* **TASK INSTRUCTIONS**
Transcribe the stretch of entries below from the line with "Target: ceiling" through the line with "Where can the silver", exactly and with both ends included; leave out all other lines.

* **MATERIAL SUPPLIED**
--

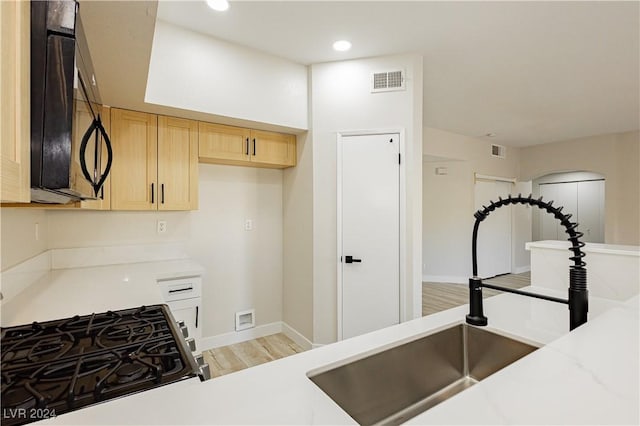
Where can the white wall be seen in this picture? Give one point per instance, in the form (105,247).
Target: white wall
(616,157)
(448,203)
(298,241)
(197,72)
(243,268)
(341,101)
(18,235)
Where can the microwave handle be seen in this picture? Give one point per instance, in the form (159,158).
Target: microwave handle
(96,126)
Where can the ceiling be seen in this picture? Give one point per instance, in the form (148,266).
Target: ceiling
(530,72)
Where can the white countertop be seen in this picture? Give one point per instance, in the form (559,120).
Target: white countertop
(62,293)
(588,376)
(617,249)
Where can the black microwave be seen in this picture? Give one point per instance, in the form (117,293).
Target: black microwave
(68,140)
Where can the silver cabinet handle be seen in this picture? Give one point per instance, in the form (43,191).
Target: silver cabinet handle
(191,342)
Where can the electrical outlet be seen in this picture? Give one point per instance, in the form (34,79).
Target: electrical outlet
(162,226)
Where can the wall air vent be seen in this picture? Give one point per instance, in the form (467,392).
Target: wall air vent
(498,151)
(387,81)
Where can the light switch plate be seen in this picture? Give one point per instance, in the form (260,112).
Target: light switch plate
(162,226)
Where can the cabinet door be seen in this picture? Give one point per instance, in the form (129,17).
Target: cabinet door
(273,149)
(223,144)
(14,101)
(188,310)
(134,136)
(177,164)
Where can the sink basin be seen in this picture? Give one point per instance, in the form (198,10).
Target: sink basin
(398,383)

--

* **ANSWER TO THIS PROBLEM**
Target: ceiling
(530,72)
Where can the white countertop be seen in this picture? Give one point per instance, in the form (559,120).
Target: white countertop
(62,293)
(588,376)
(617,249)
Where can the black microwave be seen in this picture? Give one point per instance, in the form (117,293).
Target: black microwave
(68,140)
Where can the silver cabinet handle be seen in this picture? Give one point per instance, in the form (43,191).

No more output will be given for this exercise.